_DOCUMENT EXCERPT_
July 28, 2021 | Posted by Jeremy Thomas
The Sadness

Fantasia International Film Festival is one of the meccas of the festival circuit for genre film lovers. The Montreal-based festival is in its 25th year this year, and will take place both in-person and digitally from August 5th through August 25th. Many independent favorites have screened at Fantasia over the years, from Perfect Blue and V/H/S to Shaun of the Dead, Ringu, Inglourious Basterds, and many others. Fantasia has provided a place not only for new voices and international features to break ground, but also for big-name horror to find its first audiences and it’s recognized as one of the most important genre festivals in North America.

_STORED DATA_

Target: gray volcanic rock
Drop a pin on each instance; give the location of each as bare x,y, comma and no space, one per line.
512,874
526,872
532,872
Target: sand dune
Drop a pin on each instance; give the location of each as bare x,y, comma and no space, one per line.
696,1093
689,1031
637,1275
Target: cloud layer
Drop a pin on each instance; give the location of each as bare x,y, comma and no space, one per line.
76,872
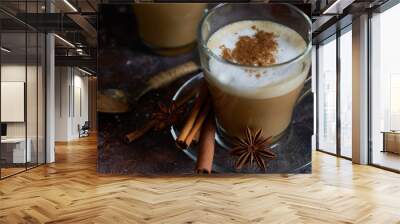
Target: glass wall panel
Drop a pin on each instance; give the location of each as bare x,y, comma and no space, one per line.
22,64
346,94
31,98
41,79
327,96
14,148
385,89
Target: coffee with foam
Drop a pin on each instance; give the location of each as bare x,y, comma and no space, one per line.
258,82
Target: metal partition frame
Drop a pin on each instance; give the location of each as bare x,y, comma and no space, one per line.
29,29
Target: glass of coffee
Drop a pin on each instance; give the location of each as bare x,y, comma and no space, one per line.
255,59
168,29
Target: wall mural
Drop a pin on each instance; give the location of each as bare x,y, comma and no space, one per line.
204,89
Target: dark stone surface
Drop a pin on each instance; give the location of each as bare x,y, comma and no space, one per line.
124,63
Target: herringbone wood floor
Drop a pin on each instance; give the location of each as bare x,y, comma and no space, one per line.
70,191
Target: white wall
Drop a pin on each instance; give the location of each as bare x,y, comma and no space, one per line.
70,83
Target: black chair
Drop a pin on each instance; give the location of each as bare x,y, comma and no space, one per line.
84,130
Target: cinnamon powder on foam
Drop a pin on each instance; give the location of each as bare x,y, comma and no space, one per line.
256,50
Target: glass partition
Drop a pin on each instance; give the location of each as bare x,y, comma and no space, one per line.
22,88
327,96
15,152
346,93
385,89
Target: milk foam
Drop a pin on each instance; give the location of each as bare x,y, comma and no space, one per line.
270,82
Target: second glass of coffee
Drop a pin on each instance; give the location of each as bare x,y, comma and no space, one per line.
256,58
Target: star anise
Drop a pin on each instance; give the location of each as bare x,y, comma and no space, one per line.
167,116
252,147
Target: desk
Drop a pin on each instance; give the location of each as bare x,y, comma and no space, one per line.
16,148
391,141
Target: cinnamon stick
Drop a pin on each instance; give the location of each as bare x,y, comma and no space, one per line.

_GOAL A_
According to the Fantasia excerpt, on what dates will this year's festival take place?
_GOAL B_
From the Fantasia excerpt, write out the passage starting at "Fantasia International Film" and ending at "in North America.".

_EXERCISE OUTPUT A_
August 5th through August 25th

_EXERCISE OUTPUT B_
Fantasia International Film Festival is one of the meccas of the festival circuit for genre film lovers. The Montreal-based festival is in its 25th year this year, and will take place both in-person and digitally from August 5th through August 25th. Many independent favorites have screened at Fantasia over the years, from Perfect Blue and V/H/S to Shaun of the Dead, Ringu, Inglourious Basterds, and many others. Fantasia has provided a place not only for new voices and international features to break ground, but also for big-name horror to find its first audiences and it’s recognized as one of the most important genre festivals in North America.